* _DATA LISTING_
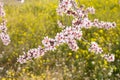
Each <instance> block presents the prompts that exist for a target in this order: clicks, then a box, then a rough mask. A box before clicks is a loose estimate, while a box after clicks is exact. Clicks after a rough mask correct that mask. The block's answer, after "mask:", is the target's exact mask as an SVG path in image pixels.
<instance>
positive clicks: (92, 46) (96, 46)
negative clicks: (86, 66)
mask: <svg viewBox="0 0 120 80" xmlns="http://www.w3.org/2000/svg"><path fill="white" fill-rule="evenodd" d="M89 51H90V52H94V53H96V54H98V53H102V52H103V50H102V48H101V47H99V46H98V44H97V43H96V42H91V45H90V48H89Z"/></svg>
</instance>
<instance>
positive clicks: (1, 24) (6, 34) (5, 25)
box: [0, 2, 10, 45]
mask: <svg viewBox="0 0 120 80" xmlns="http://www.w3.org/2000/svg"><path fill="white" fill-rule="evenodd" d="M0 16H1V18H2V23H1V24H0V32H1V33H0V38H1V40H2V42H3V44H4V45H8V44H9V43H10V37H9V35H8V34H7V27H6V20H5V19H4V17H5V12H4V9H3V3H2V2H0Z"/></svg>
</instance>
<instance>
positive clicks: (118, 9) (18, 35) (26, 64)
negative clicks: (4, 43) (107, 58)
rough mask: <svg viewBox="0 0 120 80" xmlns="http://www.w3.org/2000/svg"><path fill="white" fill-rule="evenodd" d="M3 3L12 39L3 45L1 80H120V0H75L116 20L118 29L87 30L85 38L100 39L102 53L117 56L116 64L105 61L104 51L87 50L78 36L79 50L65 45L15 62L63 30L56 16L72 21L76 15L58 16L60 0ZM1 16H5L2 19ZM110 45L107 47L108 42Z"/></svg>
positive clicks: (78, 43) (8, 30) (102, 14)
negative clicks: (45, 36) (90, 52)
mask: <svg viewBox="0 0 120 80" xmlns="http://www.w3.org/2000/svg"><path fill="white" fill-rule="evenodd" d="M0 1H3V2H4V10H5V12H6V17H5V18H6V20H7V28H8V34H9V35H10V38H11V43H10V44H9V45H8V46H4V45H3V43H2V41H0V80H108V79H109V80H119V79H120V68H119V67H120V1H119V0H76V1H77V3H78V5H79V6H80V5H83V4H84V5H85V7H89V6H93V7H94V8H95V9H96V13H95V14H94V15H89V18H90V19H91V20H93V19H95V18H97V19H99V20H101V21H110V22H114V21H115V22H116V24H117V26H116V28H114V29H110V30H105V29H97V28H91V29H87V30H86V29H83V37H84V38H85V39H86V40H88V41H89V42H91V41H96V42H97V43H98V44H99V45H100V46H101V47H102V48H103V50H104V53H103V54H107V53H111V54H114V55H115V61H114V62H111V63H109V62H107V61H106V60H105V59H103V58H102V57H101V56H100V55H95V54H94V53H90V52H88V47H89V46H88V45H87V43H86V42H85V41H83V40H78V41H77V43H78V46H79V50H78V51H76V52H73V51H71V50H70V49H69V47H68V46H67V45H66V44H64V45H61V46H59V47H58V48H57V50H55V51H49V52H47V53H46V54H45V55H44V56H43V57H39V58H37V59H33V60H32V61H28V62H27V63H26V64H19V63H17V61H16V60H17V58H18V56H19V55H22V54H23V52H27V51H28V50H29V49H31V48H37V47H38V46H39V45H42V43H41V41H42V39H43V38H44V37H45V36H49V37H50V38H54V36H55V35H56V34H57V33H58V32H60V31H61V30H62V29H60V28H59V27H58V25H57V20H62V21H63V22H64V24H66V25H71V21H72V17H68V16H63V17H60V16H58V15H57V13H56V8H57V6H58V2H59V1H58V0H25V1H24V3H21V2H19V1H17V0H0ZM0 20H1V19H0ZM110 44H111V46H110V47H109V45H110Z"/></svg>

==

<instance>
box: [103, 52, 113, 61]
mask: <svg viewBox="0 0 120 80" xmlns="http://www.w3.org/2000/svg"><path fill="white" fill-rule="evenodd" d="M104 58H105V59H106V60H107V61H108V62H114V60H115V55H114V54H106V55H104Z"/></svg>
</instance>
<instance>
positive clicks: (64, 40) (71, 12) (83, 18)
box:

* _ACTIVITY_
Return every line of the entries above that contains the word "negative".

* _SOLUTION_
negative clicks: (86, 66)
negative clicks: (4, 43) (107, 58)
negative clicks: (45, 36) (90, 52)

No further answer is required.